* **Reading passage**
··········

Use when Rules 1 and 2 aren't catching sustained abuse. The 2-week historical baseline prevents false positives from gradual growth. Coordinate with product before major campaigns that might spike traffic.

Rule 4: Identical Payload Repeated Rapidly

Trigger Condition

The same request body is submitted more than 5 times in less than 30 seconds.

What Counts as "Same"

Identical form field values. Not the same form type, but the exact same text, selections, and file uploads. For example: a user submits "feedback: 'Great product'" five times in 10 seconds.

What This Detects

Automated form submission tools, spam campaigns, and copy-paste attacks. Simple, obvious automation that doesn't require external intelligence like IP blacklists or historical baselines.

User Impact

Low impact overall. Duplicate submissions are usually accidental (user hit submit twice). CAPTCHA prevents the duplicate while users understand why it's happening. The 30-second window is tight enough that legitimate workflows almost never hit it.

Best Used For

Lightweight defense against obvious automation without requiring complex infrastructure. An attacker can bypass this by varying payloads even slightly, which is intentional—it prevents legitimate bulk feedback from false-positiving.

··········

* **Information shown**
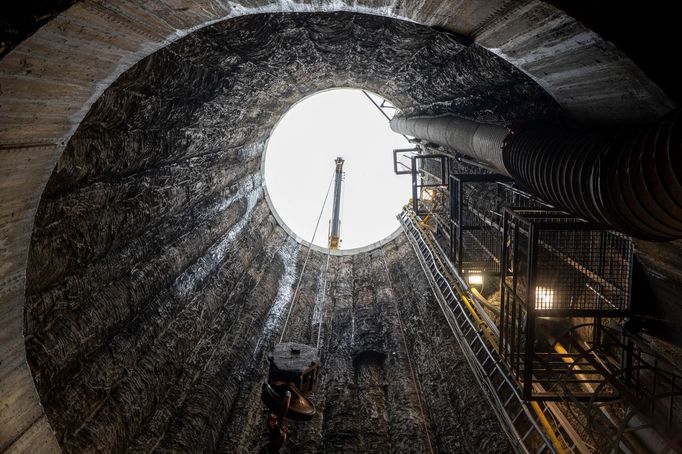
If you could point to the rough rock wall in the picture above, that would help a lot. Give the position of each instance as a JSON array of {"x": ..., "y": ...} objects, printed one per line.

··········

* **Exercise description**
Using the Rule 4 text, decide whether each statement agrees with it. Answer yes or no for each, and quote the words from the text that settle it. (a) Rule 4 is triggered when the same request body is submitted more than 5 times in less than 30 seconds. (b) Two submissions of the same form type with different text count as "same" under Rule 4. (c) Rule 4 relies on IP blacklists to detect automation.

* **Result of the task**
(a) Yes: "The same request body is submitted more than 5 times in less than 30 seconds."
(b) No: "Not the same form type, but the exact same text, selections, and file uploads."
(c) No: "Simple, obvious automation that doesn't require external intelligence like IP blacklists or historical baselines."